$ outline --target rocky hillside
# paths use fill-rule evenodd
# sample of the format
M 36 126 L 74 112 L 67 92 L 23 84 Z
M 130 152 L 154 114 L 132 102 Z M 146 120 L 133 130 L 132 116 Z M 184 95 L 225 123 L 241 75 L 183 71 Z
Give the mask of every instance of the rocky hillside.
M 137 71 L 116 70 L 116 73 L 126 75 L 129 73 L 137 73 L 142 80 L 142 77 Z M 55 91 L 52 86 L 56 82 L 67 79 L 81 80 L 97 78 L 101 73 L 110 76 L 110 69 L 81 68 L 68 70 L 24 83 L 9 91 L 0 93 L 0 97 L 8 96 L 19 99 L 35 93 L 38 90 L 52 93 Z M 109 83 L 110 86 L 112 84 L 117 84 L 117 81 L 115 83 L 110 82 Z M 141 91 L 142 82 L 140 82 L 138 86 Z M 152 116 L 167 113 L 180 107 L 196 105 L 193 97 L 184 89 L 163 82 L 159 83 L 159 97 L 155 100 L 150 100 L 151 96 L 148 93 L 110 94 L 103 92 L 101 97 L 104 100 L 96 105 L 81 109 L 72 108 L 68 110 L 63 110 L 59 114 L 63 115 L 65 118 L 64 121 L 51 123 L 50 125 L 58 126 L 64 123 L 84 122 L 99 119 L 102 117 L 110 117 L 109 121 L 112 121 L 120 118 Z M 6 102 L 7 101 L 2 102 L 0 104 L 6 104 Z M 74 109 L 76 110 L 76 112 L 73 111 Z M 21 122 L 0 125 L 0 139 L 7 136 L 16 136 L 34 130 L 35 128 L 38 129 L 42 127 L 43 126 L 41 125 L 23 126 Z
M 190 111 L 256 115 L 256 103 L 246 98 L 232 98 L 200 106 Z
....................
Goal:
Rewrite all of the entries, replacing "rocky hillside" with "grassy slope" wherever it occurs and leaving everything else as it is.

Reply:
$ outline --target grassy slope
# paths use fill-rule evenodd
# sample of the format
M 36 126 L 74 112 L 67 92 L 23 84 Z
M 130 152 L 154 114 L 132 102 Z M 146 120 L 133 130 L 132 116 Z M 184 95 L 225 123 L 241 75 L 183 71 Z
Give the mask of every instance of the grassy slope.
M 137 71 L 116 70 L 116 73 L 126 75 L 129 73 L 137 73 L 142 80 L 142 77 Z M 55 91 L 52 86 L 56 82 L 67 79 L 81 80 L 97 78 L 101 73 L 110 76 L 110 69 L 81 68 L 68 70 L 24 83 L 9 91 L 0 93 L 0 97 L 8 96 L 19 99 L 35 93 L 38 90 L 52 93 Z M 109 83 L 110 86 L 112 84 L 117 84 L 117 81 L 115 83 L 110 82 Z M 141 91 L 142 82 L 140 82 L 138 86 Z M 152 116 L 167 113 L 180 107 L 196 105 L 193 97 L 184 89 L 163 82 L 159 83 L 159 97 L 155 100 L 150 100 L 151 96 L 148 93 L 110 94 L 103 92 L 101 97 L 104 100 L 96 105 L 81 109 L 72 108 L 68 110 L 63 110 L 59 114 L 63 115 L 65 118 L 64 121 L 51 123 L 50 125 L 58 126 L 64 123 L 84 122 L 99 119 L 102 117 L 110 117 L 109 121 L 112 121 L 120 118 Z M 6 102 L 7 101 L 2 102 L 0 104 L 6 104 Z M 74 109 L 76 110 L 76 112 L 73 111 Z M 21 122 L 0 125 L 0 139 L 7 136 L 16 136 L 34 130 L 35 128 L 38 129 L 42 127 L 43 126 L 41 125 L 23 126 Z
M 190 111 L 256 115 L 256 103 L 246 98 L 232 98 L 200 106 Z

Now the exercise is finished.